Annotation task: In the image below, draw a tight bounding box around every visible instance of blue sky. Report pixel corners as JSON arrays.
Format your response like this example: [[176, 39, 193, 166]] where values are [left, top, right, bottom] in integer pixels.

_ _ _ _ _

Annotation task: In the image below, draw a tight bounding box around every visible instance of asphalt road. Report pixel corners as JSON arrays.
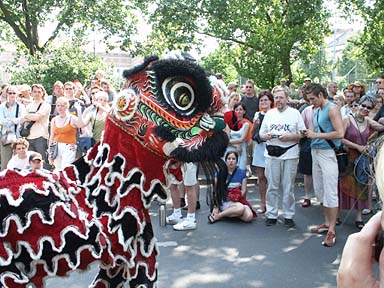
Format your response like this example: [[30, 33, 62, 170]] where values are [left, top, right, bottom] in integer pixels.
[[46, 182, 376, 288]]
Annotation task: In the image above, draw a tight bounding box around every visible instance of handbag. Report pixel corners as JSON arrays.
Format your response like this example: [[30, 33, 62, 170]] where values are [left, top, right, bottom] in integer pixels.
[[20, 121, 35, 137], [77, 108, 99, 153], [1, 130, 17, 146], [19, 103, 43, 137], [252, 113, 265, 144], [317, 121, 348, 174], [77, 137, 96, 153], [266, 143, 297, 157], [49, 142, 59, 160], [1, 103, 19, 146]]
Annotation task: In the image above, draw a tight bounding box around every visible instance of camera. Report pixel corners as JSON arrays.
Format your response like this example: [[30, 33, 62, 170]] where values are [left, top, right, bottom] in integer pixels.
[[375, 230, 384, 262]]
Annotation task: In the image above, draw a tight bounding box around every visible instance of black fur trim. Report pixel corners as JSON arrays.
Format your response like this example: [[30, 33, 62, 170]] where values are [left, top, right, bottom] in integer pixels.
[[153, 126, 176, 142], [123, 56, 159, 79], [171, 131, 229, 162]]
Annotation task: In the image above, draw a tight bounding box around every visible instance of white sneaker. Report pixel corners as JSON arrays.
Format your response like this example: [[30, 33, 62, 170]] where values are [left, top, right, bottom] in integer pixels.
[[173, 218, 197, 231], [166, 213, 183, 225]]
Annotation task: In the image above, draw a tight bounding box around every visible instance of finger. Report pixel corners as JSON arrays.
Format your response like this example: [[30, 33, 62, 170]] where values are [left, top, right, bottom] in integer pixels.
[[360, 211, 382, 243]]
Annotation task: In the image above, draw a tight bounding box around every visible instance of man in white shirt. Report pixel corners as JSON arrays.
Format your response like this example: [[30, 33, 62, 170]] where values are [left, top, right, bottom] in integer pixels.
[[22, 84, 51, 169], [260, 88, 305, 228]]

_ _ _ _ _

Rewrite the lines starting with the line containing "road. Report pixel corners as JSON arrays." and going on through the line containing "[[46, 182, 376, 288]]", changing "integer pixels" to "whole pixels" and keeping everything else the same. Leave the pictures out of your answer.

» FULL SOLUTION
Annotation task: In the image below, draw a tight bounding box around every visible instance of asphalt road. Report pixel corners as JSON arrays.
Format your response like this example: [[30, 33, 62, 170]] where values are [left, top, right, bottom] in whole pixels.
[[46, 182, 376, 288]]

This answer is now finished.